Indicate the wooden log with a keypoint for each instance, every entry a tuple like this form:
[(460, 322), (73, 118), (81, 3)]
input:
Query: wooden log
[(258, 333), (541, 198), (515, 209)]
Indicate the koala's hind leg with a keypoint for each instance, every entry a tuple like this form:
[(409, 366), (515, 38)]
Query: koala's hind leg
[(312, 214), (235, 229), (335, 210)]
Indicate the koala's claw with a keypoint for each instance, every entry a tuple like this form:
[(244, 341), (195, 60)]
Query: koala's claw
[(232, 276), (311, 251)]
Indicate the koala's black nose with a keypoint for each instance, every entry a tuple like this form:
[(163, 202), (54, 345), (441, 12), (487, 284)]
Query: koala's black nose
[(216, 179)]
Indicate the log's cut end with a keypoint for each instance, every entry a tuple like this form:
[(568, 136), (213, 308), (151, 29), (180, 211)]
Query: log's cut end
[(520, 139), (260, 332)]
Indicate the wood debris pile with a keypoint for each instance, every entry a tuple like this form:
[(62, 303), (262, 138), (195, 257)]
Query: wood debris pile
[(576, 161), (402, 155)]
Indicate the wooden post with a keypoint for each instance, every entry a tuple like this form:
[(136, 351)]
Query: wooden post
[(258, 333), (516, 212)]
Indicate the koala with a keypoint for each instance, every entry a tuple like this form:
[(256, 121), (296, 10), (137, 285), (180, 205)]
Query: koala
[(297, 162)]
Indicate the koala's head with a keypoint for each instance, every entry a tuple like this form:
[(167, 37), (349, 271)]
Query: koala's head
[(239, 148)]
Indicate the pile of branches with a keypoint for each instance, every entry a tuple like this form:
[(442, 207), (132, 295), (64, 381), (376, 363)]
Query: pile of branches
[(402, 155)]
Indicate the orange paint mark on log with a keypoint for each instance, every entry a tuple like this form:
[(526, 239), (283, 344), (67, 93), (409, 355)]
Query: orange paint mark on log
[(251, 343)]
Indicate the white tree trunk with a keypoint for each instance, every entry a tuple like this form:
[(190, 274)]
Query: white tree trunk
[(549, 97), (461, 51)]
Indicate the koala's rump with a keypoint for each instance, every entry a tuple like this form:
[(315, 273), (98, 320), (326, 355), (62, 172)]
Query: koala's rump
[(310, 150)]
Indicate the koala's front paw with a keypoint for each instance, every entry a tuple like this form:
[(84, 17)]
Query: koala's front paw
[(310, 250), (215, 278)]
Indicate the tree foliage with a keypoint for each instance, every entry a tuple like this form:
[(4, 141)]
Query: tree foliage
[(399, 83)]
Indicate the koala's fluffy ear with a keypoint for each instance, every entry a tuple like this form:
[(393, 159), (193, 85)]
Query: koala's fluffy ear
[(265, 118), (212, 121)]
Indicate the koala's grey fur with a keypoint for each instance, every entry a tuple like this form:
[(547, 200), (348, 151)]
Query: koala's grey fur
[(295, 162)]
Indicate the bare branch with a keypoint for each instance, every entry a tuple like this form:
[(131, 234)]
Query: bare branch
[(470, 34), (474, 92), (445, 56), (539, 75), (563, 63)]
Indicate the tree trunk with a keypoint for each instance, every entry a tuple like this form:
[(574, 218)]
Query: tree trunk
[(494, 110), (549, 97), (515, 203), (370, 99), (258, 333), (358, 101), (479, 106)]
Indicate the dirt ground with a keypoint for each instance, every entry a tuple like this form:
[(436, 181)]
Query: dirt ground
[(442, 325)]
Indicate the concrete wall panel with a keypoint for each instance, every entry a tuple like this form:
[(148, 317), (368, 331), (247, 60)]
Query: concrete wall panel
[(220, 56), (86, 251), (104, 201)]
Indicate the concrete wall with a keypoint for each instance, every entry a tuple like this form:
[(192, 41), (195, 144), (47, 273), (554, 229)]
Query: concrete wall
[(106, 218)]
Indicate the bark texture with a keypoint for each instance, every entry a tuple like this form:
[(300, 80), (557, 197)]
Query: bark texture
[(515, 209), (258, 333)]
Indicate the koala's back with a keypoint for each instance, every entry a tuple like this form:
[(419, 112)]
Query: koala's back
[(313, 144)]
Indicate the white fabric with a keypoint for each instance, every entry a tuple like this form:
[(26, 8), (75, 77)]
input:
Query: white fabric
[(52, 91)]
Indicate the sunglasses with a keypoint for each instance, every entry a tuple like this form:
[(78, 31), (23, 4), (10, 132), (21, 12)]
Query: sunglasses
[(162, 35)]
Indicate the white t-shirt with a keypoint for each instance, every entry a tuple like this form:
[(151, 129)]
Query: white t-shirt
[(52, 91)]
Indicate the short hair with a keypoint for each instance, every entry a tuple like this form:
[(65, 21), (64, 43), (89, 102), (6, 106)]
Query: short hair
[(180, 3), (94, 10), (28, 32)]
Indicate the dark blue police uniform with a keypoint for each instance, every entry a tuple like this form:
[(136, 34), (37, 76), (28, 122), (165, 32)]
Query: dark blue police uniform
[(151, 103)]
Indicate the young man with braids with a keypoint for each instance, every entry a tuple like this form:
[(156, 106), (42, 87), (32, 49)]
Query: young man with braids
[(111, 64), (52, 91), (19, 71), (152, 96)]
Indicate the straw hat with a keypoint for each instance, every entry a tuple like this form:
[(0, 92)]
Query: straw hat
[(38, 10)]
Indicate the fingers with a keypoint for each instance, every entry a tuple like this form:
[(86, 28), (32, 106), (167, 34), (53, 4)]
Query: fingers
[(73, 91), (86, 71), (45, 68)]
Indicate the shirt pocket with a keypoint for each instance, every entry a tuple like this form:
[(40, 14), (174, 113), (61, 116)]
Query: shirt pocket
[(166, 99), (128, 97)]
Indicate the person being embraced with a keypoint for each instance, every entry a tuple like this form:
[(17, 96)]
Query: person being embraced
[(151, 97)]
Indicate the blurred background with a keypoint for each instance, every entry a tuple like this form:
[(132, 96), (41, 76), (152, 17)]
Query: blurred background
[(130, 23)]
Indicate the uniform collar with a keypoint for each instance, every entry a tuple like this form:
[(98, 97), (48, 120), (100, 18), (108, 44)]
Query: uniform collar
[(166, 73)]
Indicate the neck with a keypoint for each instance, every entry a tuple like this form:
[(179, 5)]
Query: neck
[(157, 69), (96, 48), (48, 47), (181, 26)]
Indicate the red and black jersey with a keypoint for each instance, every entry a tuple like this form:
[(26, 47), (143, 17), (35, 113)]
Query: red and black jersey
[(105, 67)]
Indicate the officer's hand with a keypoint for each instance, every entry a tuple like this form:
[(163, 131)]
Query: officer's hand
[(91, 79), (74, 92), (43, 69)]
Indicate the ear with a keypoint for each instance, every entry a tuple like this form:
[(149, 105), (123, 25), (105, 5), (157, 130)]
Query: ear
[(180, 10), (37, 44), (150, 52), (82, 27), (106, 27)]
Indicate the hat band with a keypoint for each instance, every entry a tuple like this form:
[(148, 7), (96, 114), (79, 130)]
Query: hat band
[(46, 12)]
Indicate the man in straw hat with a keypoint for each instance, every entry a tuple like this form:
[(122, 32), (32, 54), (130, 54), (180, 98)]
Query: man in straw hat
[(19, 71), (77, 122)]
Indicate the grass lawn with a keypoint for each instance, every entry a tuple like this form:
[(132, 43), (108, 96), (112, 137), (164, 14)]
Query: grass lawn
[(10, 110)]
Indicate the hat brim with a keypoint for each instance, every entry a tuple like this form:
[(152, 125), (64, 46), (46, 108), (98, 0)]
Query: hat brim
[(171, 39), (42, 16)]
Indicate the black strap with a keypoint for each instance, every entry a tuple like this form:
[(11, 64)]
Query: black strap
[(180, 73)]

### [Task to complete]
Copy out the records verbatim, from the line with "Indicate the white fabric" to the line with "[(151, 103)]", both of those lines included.

### [Worked answer]
Indicate the white fabric with a keypoint for each instance, every entry a tuple like this form:
[(26, 8), (75, 77)]
input:
Query: white fabric
[(52, 91)]
Indicate the sunglasses with a keypoint for each instance, every entry a tuple like this form:
[(78, 31), (23, 4), (10, 132), (21, 12)]
Query: sunglasses
[(162, 35)]
Indicate the white t-shirt with a keypoint for each instance, every entry a tuple like this form:
[(151, 129)]
Query: white t-shirt
[(52, 91)]
Indicate the short hair with a keypoint for each instance, every entry a tuple like this form:
[(65, 21), (64, 43), (89, 102), (6, 106)]
Query: short hair
[(180, 3), (94, 10), (28, 32)]
Indicate the dark blue police uniform with a keypoint for each instance, every entry a tuple like this form:
[(136, 34), (37, 76), (28, 122), (165, 32)]
Query: dark blue police uniform
[(151, 103)]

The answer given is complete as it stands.